From the data below, tally each line that has "every" in it, then give that tally without comment.

### Items from a data source
╭──

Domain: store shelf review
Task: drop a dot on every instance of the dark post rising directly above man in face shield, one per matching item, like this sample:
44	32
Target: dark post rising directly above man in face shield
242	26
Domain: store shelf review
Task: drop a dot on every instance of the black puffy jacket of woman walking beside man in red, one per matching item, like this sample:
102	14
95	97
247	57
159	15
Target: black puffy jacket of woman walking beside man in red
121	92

╰──

### Finished task
2